Coordinate annotation records
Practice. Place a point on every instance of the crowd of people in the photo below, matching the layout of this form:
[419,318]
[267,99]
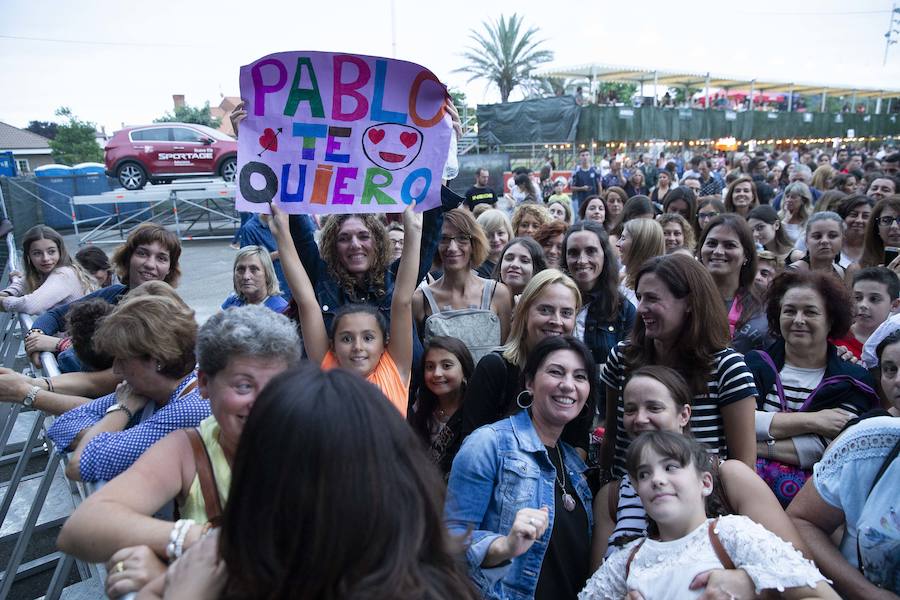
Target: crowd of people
[676,381]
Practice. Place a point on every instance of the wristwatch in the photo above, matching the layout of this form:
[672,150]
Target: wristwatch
[122,407]
[28,400]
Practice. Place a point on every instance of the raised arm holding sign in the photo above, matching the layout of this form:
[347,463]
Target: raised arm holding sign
[340,133]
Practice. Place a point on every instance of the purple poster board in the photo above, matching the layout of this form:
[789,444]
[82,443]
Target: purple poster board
[328,132]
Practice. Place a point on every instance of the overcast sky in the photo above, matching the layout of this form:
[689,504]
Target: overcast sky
[120,62]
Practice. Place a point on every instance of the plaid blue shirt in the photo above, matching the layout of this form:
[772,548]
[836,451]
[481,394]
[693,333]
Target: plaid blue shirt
[109,453]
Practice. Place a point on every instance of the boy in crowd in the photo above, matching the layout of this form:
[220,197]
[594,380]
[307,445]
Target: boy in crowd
[876,296]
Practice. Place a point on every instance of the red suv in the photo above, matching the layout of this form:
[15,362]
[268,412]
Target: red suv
[162,152]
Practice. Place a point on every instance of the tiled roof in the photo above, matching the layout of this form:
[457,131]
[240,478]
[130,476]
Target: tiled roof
[13,138]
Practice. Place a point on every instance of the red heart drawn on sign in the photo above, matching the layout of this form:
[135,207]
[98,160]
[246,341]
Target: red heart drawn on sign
[409,139]
[268,140]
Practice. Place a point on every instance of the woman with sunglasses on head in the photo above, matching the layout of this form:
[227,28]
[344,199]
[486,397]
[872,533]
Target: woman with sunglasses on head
[462,247]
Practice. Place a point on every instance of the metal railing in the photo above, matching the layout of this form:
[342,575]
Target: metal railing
[13,328]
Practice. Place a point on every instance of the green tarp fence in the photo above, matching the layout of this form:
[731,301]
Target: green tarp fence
[646,123]
[551,120]
[545,119]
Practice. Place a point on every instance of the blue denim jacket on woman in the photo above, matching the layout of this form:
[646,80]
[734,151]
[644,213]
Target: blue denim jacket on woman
[500,469]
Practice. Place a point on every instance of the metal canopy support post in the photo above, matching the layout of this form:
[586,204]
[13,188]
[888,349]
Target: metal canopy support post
[707,89]
[655,88]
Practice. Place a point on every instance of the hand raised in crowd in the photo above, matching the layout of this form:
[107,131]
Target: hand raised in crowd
[830,421]
[35,343]
[412,221]
[845,354]
[199,573]
[454,116]
[529,526]
[278,221]
[237,115]
[130,569]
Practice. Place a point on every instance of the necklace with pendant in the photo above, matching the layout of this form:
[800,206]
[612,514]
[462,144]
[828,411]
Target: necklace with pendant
[568,500]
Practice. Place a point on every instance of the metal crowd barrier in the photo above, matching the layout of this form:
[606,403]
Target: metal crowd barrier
[13,328]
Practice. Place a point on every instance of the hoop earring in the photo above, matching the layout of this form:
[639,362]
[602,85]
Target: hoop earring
[519,400]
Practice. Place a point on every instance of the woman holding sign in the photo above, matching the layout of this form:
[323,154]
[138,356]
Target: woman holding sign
[353,265]
[461,304]
[359,339]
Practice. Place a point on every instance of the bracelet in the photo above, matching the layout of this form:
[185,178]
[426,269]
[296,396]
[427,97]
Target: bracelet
[175,547]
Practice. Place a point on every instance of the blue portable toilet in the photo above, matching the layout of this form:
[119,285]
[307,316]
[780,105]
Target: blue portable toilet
[91,180]
[7,164]
[56,186]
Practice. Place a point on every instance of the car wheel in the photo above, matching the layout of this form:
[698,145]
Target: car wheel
[228,169]
[132,176]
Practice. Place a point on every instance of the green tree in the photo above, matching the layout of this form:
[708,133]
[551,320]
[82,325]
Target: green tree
[75,141]
[199,115]
[43,128]
[616,91]
[505,53]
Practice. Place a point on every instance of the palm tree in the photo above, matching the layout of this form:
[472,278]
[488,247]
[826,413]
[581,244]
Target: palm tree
[505,54]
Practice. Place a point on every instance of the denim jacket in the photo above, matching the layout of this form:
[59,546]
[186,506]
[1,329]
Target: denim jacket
[601,335]
[329,292]
[502,468]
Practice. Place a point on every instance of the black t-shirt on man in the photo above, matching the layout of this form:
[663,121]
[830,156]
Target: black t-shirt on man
[476,195]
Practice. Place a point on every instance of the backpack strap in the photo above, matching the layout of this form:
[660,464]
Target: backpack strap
[779,388]
[488,294]
[631,557]
[718,548]
[207,478]
[430,297]
[613,498]
[892,455]
[884,466]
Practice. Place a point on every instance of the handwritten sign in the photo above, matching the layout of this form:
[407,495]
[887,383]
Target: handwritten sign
[340,133]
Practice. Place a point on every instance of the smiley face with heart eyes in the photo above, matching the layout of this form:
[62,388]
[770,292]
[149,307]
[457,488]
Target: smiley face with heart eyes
[392,146]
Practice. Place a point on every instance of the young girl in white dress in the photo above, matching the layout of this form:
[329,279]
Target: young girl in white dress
[673,477]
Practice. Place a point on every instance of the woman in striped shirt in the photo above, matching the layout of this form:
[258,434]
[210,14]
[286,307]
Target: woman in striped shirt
[659,399]
[682,324]
[807,393]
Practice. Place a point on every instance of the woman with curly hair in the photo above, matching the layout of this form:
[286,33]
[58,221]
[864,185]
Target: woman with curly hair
[728,252]
[354,265]
[682,323]
[677,232]
[741,196]
[51,277]
[528,218]
[550,239]
[436,415]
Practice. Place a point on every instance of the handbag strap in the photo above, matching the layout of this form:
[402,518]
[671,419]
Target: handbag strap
[613,498]
[718,548]
[207,478]
[826,382]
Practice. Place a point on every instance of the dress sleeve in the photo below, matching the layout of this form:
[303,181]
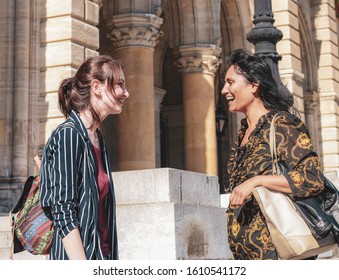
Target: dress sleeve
[295,149]
[59,180]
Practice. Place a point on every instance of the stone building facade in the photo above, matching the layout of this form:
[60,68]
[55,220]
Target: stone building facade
[173,52]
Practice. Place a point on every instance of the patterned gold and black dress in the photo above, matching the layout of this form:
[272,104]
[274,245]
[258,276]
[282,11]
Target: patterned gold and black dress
[248,235]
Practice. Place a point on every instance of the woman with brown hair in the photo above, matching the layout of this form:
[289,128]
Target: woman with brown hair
[76,181]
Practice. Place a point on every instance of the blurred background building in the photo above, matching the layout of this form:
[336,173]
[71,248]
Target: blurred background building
[174,54]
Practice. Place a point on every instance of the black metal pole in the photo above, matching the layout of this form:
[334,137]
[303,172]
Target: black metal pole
[265,36]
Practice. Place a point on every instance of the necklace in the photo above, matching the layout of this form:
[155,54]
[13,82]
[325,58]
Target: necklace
[93,137]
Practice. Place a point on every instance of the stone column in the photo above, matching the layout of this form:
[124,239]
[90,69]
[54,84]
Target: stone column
[326,43]
[159,95]
[21,89]
[198,66]
[286,14]
[312,118]
[7,33]
[135,36]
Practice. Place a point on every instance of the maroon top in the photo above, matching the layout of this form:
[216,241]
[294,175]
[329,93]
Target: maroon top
[103,185]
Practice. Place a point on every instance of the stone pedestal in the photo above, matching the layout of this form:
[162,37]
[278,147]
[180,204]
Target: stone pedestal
[169,214]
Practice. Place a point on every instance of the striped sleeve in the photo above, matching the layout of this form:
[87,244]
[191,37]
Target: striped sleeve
[60,182]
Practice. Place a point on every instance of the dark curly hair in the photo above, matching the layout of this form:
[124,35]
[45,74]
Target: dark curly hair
[256,70]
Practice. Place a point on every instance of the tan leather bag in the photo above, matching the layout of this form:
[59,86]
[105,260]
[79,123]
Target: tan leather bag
[290,234]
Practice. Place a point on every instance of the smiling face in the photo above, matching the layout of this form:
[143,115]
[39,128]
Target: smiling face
[109,100]
[240,94]
[114,98]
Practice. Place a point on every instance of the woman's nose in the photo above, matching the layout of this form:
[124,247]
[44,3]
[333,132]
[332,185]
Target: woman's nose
[126,93]
[224,89]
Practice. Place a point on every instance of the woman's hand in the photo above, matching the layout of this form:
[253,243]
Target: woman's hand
[243,192]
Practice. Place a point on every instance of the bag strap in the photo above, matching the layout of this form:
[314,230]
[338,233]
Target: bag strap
[18,206]
[273,147]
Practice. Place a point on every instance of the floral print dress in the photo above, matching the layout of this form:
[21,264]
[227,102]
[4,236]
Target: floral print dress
[248,235]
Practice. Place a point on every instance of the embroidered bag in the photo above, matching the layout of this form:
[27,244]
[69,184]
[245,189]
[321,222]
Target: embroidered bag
[32,226]
[290,233]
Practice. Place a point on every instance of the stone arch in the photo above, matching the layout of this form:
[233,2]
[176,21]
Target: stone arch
[192,22]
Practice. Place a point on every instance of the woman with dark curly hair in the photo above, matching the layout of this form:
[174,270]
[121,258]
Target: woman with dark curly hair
[251,89]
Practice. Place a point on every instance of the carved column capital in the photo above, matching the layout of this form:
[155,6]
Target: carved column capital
[98,2]
[135,30]
[203,59]
[311,101]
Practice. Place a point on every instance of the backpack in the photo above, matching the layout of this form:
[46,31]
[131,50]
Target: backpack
[31,225]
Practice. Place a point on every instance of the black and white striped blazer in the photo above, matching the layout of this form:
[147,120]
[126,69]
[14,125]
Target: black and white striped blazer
[69,187]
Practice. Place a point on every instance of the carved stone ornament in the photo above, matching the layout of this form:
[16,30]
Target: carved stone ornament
[135,30]
[198,59]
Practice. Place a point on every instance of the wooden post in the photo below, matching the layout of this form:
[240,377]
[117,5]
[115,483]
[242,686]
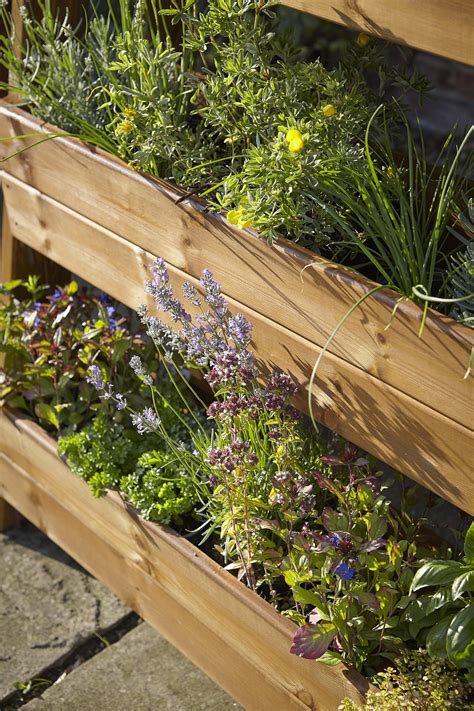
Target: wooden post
[9,517]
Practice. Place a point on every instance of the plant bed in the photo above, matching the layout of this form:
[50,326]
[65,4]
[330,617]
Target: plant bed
[400,397]
[231,633]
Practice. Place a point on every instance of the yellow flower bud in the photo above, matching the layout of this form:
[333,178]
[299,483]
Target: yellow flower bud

EXERCISE: With pictures omitted, reproduce exactly the lines from the line containing "Practice. Place a point on every instance of the carved stone" through the end of the data above.

SOLVED PROBLEM:
Practice. Place a point on every instance of the carved stone ornament in the photo above, matching the layout of this form:
[16,30]
Target: carved stone ornament
[135,30]
[198,59]
Practice. Place a point on every instance of the wooden post in the photo below, matching the layout of this form:
[240,377]
[117,5]
[115,483]
[242,686]
Target: wooden post
[9,517]
Practice. Place a point on every instance of the plant bed in the photo above, matching the layout of this form:
[50,326]
[65,4]
[330,617]
Target: plant bed
[400,397]
[231,633]
Practice. Place a point on every instance of the yellow flower bud in the photo above, matching the layout of this form:
[333,178]
[299,483]
Target: yellow flower bud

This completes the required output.